■ COMPITO A
Secondo il brano sul Patriarca e Agassi, quanto ha guadagnato Andre Agassi nei suoi 21 anni di carriera?
■ COMPITO B
Per favore, ricopia dal brano sul Patriarca e Agassi il tratto che comincia con le parole "Il Patriarca cita" e termina dopo le parole "e sulla sanità.".
■ COMPITO C
Scrivi il seguito del brano sul Patriarca e Agassi, riprendendo dal punto in cui si ferma.

■ BRANO ESTRATTO
****************

Il Patriarca cita Andre Agassi, uno dei più grandi campioni di tennis di tutti i tempi, per riflettere sulla vita, sull’esperienza della malattia e sulla sanità.
Lo fa a Villa Salus, a Mestre, domenica 11 febbraio, durante la visita che compie all’ospedale retto dalle suore Mantellate Serve di Maria, in occasione della Giornata del Malato.
Non è consueto che un vescovo citi un grandissimo dello sport. Mons. Moraglia lo fa con il campione statunitense, numero 1 al mondo tra gli anni Novanta e gli anni Duemila. E la ragione è rilevante: «Cito una frase che mi ha colpito – afferma il Patriarca Francesco – e che Andre Agassi scrive nella sua biografia “Open”. Il libro è una critica feroce contro suo padre, un pugile che aveva combattuto anche alle Olimpiadi e che aveva deciso che uno dei suoi quattro figli avrebbe dovuto diventare campione per eccellenza. In effetti ci riuscì con il più piccolo, Andre. Ed è lui stesso che parla di una macchina inventata dal padre, il Drago, che buttava migliaia di palline alle quali il figlio doveva rispondere nel modo giusto. E quando questo non avveniva, il padre diventava un despota. Poi arriva il grande successo; eppure, questo tennista che in 21 anni di carriera ha guadagnato 181 milioni di dollari e che ha vinto tutti i tornei internazionali del Grande Slam, ad un certo punto scrive: “L’avevo dimenticato, ma è nei corridoi degli ospedali che si capisce davvero che cosa è la vita”».

****************

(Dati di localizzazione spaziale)
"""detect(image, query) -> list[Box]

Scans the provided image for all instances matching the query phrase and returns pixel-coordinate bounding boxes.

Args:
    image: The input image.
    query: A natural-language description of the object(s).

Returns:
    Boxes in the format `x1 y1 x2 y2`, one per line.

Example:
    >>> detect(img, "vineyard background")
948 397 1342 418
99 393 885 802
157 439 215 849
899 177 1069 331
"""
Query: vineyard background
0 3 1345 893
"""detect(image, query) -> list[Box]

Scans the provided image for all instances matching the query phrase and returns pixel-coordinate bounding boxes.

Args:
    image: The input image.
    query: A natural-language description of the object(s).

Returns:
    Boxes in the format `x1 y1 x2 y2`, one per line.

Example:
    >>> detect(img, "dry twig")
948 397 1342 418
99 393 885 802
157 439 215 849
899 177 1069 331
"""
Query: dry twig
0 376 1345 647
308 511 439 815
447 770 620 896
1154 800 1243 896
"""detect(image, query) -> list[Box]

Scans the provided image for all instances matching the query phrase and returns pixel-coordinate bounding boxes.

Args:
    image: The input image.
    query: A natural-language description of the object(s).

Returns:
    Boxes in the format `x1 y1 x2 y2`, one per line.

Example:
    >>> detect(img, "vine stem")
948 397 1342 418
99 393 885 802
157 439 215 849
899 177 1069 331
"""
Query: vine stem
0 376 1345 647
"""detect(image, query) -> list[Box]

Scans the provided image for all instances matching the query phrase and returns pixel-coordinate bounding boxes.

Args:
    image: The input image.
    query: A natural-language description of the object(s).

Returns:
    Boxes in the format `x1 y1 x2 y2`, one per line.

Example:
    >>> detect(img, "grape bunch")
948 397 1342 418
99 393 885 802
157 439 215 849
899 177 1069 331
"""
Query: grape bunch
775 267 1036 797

****************

■ RISULTATO DELL'ESERCIZIO A
181 milioni di dollari.

■ RISULTATO DELL'ESERCIZIO B
Il Patriarca cita Andre Agassi, uno dei più grandi campioni di tennis di tutti i tempi, per riflettere sulla vita, sull’esperienza della malattia e sulla sanità.

■ RISULTATO DELL'ESERCIZIO C
Una frase così, detta da un grande campione, da un uomo allevato dal padre per vincere e per essere una macchina perfetta, fa risuonare meglio la verità: «Cioè il fatto – spiega mons. Moraglia – che noi comprendiamo che cosa è la nostra vita quando ci imbattiamo nei nostri limiti. Credo che questo valga anche per un medico: che è più medico quando si è imbattuto personalmente in situazioni in cui ha toccato con mano i limiti umani. È allora che alla competenza e all’efficienza si aggiunge l’umanità».
In questo senso, la consapevolezza del limite non riduce valore, ma ne aggiunge, all’opera del medico e dell’operatore sanitario: «La medicina, che ha fatto enormi progressi, se vuole essere umana e non vuole inseguire sogni che si trasformano in incubi, deve sapere che, oltre ad essere una scienza, è anche un accompagnamento e, se la parola è intesa bene, è un’arte. L’arte, cioè, di chi si prende cura del malato e molte volte lo guarisce, ma altre volte sa che lo potrà solo accompagnare. E guai se lo facesse con meno entusiasmo e forza di chi sa, invece, di poter guarire».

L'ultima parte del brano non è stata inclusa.